#### [Task requirements]
Reproduce the records below with every occurrence of "Reply" replaced by "Respond" and nothing else altered.

#### [Records]
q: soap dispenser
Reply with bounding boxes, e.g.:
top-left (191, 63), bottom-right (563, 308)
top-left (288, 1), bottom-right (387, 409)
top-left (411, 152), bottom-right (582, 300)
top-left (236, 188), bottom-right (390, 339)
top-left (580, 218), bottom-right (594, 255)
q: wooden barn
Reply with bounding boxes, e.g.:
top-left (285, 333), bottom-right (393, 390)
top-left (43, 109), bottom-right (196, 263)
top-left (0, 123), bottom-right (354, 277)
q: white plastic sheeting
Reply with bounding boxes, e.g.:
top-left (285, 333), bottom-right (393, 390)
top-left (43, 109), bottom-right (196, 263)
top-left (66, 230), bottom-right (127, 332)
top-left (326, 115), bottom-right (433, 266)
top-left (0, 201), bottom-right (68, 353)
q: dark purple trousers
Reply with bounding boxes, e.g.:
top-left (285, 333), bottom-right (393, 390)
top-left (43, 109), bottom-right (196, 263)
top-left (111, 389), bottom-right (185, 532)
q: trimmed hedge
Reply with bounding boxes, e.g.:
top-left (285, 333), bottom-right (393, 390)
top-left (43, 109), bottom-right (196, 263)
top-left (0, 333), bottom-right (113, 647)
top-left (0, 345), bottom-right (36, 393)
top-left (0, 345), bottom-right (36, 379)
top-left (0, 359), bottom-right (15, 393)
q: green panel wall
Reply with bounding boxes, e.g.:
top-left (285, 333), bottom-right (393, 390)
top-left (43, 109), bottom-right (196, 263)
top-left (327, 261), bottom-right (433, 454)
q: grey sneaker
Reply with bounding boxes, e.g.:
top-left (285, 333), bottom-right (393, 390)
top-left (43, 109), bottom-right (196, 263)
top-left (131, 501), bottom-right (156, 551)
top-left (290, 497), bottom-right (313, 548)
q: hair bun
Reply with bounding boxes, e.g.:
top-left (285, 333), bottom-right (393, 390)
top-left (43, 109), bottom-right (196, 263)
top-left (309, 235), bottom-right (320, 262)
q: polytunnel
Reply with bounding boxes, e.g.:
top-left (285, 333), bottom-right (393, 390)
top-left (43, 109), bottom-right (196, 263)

#### [Result below]
q: soap dispenser
Respond with bounding boxes, e.g.:
top-left (191, 63), bottom-right (563, 308)
top-left (288, 1), bottom-right (387, 409)
top-left (411, 152), bottom-right (582, 300)
top-left (236, 188), bottom-right (390, 339)
top-left (580, 218), bottom-right (594, 255)
q: wooden barn
Respond with bounding boxes, e.g.:
top-left (285, 333), bottom-right (393, 390)
top-left (43, 109), bottom-right (196, 263)
top-left (0, 123), bottom-right (354, 277)
q: white plastic sheeting
Respond with bounding boxes, e.g.:
top-left (285, 333), bottom-right (393, 390)
top-left (43, 109), bottom-right (196, 263)
top-left (66, 230), bottom-right (127, 332)
top-left (326, 115), bottom-right (433, 266)
top-left (0, 201), bottom-right (68, 353)
q: dark purple trousers
Respond with bounding boxes, e.g.:
top-left (285, 333), bottom-right (393, 390)
top-left (43, 109), bottom-right (196, 263)
top-left (111, 389), bottom-right (185, 532)
q: trimmed hedge
Respond with bounding boxes, e.g.:
top-left (285, 333), bottom-right (393, 390)
top-left (43, 109), bottom-right (196, 263)
top-left (0, 333), bottom-right (113, 647)
top-left (0, 345), bottom-right (36, 393)
top-left (0, 345), bottom-right (36, 379)
top-left (0, 359), bottom-right (15, 393)
q: green panel wall
Respond with bounding boxes, e.g.:
top-left (285, 333), bottom-right (393, 390)
top-left (43, 109), bottom-right (196, 263)
top-left (327, 261), bottom-right (433, 454)
q: grey sneaker
Respond with bounding boxes, e.g.:
top-left (285, 333), bottom-right (393, 390)
top-left (43, 109), bottom-right (196, 263)
top-left (131, 501), bottom-right (156, 551)
top-left (290, 497), bottom-right (313, 548)
q: hair bun
Respond with bounding boxes, e.g.:
top-left (285, 333), bottom-right (393, 390)
top-left (43, 109), bottom-right (196, 263)
top-left (309, 235), bottom-right (320, 262)
q: polytunnel
Respond with bounding boxes, e.g.:
top-left (285, 333), bottom-right (393, 390)
top-left (43, 109), bottom-right (196, 263)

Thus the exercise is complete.